* Begin *

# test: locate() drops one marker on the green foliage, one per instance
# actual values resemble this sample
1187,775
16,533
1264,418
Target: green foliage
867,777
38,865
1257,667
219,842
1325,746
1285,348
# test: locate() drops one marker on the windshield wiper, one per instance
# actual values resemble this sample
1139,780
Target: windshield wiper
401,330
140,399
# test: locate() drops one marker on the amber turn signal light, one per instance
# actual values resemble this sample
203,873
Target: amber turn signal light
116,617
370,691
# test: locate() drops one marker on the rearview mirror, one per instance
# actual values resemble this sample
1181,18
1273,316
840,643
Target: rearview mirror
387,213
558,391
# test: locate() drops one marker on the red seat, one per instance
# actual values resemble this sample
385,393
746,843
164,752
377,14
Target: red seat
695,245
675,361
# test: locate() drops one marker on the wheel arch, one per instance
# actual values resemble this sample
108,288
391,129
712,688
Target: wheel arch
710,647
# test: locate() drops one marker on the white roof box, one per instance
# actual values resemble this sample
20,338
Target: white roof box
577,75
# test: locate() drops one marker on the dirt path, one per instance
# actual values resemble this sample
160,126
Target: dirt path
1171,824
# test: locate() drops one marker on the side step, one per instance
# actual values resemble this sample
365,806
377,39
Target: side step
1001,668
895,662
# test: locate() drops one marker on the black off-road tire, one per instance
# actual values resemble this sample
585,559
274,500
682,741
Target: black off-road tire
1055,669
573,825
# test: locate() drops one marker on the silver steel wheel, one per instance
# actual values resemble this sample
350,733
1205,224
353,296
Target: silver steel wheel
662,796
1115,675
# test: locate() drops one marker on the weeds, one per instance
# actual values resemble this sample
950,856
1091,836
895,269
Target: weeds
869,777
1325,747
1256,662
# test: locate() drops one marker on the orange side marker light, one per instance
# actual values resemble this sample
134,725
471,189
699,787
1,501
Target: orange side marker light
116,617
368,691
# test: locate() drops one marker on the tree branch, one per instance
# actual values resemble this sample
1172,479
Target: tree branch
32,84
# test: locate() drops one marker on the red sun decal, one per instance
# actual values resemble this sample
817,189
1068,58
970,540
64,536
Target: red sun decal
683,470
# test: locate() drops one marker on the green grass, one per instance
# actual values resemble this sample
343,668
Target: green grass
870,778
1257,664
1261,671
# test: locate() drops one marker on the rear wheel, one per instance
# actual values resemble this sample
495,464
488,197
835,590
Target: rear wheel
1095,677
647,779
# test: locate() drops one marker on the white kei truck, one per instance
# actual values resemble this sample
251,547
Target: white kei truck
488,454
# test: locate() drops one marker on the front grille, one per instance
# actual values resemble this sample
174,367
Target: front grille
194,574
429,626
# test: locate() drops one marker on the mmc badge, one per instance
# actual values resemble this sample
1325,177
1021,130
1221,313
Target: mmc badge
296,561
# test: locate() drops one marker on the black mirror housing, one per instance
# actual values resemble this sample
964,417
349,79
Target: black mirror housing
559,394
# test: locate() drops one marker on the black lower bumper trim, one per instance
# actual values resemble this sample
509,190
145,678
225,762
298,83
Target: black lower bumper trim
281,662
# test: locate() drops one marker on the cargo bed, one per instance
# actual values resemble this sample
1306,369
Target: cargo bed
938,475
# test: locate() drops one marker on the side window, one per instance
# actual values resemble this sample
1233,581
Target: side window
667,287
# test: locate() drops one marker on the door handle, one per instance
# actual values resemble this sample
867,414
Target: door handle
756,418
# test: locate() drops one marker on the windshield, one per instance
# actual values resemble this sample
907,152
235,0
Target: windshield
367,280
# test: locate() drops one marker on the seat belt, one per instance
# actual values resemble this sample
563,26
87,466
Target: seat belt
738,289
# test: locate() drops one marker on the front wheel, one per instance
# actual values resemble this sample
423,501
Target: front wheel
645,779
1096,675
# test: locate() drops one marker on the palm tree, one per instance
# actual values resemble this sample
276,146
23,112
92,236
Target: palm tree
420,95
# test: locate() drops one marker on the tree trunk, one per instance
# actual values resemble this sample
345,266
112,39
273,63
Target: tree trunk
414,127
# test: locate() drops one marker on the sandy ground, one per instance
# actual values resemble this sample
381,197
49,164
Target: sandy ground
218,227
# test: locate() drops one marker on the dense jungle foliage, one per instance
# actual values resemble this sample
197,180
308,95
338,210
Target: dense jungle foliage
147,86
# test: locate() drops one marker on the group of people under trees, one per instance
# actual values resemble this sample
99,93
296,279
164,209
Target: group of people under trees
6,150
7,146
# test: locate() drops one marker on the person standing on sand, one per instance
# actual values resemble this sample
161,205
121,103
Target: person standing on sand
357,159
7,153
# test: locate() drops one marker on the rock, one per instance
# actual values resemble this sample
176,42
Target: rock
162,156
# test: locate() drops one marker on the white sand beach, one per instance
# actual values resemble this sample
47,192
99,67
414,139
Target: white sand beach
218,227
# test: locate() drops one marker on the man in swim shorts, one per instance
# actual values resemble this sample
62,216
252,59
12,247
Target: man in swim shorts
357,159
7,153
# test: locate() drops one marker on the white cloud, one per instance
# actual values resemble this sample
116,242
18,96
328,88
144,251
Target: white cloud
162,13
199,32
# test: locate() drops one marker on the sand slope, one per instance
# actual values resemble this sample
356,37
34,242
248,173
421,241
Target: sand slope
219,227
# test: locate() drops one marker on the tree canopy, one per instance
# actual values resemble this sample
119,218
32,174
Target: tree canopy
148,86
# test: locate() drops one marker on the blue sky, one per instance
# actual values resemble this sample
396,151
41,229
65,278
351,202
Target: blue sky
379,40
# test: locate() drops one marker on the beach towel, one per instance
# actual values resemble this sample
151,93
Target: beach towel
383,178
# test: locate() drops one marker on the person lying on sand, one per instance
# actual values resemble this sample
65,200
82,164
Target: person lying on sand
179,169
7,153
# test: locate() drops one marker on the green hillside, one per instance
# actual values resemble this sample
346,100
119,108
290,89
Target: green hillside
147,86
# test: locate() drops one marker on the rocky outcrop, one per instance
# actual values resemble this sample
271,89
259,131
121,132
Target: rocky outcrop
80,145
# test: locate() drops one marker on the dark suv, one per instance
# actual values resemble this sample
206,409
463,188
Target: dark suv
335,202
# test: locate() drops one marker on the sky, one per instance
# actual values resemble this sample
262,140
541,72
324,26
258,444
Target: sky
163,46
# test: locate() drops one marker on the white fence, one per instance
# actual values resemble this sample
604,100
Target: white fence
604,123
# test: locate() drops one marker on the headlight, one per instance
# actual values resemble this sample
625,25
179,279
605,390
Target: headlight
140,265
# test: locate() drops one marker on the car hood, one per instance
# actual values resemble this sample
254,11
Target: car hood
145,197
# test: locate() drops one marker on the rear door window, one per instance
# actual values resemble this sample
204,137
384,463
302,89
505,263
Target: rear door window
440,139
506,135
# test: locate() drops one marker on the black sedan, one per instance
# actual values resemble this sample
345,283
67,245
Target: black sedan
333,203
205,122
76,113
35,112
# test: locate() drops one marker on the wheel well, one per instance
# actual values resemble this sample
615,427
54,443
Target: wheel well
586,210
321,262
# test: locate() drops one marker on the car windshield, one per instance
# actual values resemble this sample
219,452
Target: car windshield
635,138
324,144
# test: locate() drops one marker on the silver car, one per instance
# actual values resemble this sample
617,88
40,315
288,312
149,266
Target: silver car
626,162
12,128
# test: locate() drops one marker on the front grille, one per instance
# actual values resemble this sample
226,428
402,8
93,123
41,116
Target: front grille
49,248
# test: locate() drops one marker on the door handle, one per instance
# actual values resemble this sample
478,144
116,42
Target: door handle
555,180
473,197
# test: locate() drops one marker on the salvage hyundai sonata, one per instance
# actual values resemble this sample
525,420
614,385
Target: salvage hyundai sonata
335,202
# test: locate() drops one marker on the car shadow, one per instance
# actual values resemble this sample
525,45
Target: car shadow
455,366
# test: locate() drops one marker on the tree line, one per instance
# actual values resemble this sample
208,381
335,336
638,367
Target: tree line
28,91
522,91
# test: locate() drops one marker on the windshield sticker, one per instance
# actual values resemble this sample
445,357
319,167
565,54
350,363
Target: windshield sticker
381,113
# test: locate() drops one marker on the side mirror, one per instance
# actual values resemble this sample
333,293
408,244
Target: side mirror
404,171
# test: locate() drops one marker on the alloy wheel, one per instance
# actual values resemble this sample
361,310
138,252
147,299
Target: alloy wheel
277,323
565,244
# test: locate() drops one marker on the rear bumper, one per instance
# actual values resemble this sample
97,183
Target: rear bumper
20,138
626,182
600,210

* End *

Reproduce exactly the lines from the one containing "# test: locate() drops one marker on the silver car, one" through the last line of the records above, including both, and nothing else.

Finished answer:
# test: locate() drops one marker on the silver car, one per instance
# actual values resemble this sample
617,88
40,315
288,312
149,266
Target: silver car
626,162
12,128
# test: locate() drops one marker on the front grille, one per instance
# actual values resemble this sample
226,428
402,8
93,123
41,116
Target: front grille
49,248
# test: locate() drops one marker on the door handle, one per instance
# actual values resemble this sample
478,144
116,42
Target: door handle
555,180
473,197
# test: locate() drops one marker on the salvage hyundai sonata, one per instance
# actual values resemble this sample
525,420
614,385
Target: salvage hyundai sonata
335,202
# test: locate() drops one marker on the car shadow, one per instance
# actual values resemble this sample
525,45
Target: car shadow
455,366
# test: locate() drops one marker on the tree line, one per instance
# actual values resemble this sample
208,381
335,336
638,367
Target: tree line
28,91
522,91
# test: locate() drops one marker on the windshield sticker, one per instance
# actual values resemble this sample
445,357
319,167
565,54
350,363
Target: windshield sticker
381,113
# test: locate() drops one marker on the side mirror, one per instance
# actual values resemble this sample
333,293
408,244
Target: side mirror
404,171
# test: locate() drops one marker on the alloy wheel, one per instance
# actual values resemble this sample
361,310
138,252
147,299
Target: alloy wheel
277,323
565,244
# test: locate() drops one marker on the rear bumper, one per instance
# actual values resemble this sample
97,183
Target: rear bumper
20,138
626,182
600,210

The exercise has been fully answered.